→ WHAT THE TASK ASKS:
Write out, word for word, the lines of the material below, starting at the line that contains "May I ask you to find the green" and running through the end of the material.

· · · · ·

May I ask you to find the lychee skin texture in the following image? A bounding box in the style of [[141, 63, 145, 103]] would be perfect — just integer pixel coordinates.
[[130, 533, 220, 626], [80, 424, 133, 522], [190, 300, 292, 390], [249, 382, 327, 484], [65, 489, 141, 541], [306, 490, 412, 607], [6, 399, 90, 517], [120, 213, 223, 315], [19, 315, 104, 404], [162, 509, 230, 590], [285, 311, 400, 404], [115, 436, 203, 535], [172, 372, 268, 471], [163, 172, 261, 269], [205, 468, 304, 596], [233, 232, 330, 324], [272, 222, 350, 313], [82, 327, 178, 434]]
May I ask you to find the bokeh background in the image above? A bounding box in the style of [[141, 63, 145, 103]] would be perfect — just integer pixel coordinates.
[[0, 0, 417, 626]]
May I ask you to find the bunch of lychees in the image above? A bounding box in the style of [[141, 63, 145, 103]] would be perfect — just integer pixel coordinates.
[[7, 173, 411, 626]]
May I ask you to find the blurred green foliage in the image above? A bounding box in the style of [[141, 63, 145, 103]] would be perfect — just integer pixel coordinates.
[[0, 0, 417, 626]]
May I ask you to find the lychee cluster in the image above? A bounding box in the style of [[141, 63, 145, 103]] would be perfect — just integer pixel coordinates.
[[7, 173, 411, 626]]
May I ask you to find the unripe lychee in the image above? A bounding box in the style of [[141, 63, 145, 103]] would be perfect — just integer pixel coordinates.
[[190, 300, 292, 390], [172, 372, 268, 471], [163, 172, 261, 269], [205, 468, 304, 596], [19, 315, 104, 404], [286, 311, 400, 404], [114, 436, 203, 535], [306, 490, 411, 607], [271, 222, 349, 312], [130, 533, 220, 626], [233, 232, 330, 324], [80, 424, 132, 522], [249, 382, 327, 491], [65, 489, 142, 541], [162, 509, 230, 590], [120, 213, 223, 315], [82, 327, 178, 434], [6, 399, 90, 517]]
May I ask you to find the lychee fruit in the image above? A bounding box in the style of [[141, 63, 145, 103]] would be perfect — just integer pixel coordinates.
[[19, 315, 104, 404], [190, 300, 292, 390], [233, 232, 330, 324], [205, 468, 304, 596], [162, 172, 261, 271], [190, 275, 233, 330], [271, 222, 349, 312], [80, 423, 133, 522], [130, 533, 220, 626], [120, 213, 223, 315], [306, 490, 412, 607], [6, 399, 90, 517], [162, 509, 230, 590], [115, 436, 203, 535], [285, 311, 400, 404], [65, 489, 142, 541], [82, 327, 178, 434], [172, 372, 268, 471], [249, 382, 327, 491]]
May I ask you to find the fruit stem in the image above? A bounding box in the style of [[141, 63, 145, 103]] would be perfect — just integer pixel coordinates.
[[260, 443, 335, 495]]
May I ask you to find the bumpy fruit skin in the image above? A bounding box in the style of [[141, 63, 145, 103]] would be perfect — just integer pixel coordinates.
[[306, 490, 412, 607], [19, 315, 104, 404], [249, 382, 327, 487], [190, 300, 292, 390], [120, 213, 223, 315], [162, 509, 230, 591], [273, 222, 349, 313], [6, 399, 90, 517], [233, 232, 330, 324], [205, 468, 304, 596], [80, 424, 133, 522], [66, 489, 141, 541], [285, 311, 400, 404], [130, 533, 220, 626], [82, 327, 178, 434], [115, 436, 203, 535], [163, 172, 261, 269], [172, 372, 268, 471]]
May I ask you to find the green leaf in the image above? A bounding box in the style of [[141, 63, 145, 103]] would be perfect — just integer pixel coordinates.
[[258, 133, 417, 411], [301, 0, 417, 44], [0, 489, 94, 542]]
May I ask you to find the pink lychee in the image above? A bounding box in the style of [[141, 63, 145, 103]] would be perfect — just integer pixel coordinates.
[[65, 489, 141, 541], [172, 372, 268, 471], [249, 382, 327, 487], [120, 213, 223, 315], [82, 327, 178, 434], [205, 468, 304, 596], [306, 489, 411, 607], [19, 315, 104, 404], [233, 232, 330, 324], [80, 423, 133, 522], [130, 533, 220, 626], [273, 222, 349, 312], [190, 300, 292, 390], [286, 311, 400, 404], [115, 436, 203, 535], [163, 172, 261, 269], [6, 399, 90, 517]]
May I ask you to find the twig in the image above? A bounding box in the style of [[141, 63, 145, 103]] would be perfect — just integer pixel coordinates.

· · · · ·

→ RESULT OF THE EXERCISE:
May I ask you to find the green leaf in the image above? A bounding box in the style of [[141, 63, 145, 103]] would be perfect — just integer pixel coordinates.
[[258, 133, 417, 411], [301, 0, 417, 44], [0, 489, 94, 542]]
May I ask you to find the pink lychee in the image above? A bounding box in the style of [[141, 63, 145, 103]] would be perfect — just integer pixel coordinates.
[[65, 489, 141, 541], [172, 372, 268, 471], [249, 382, 327, 487], [120, 213, 223, 315], [82, 327, 178, 434], [205, 468, 304, 596], [306, 489, 411, 607], [19, 315, 104, 404], [233, 232, 330, 324], [80, 423, 133, 522], [130, 533, 220, 626], [273, 222, 349, 312], [190, 300, 292, 390], [286, 311, 400, 404], [115, 436, 203, 535], [163, 172, 261, 269], [6, 399, 90, 517]]
May I ask you to find the twig in the image above? A bounding box in the style of [[141, 63, 145, 103]] would be perfect — just integer pixel coordinates.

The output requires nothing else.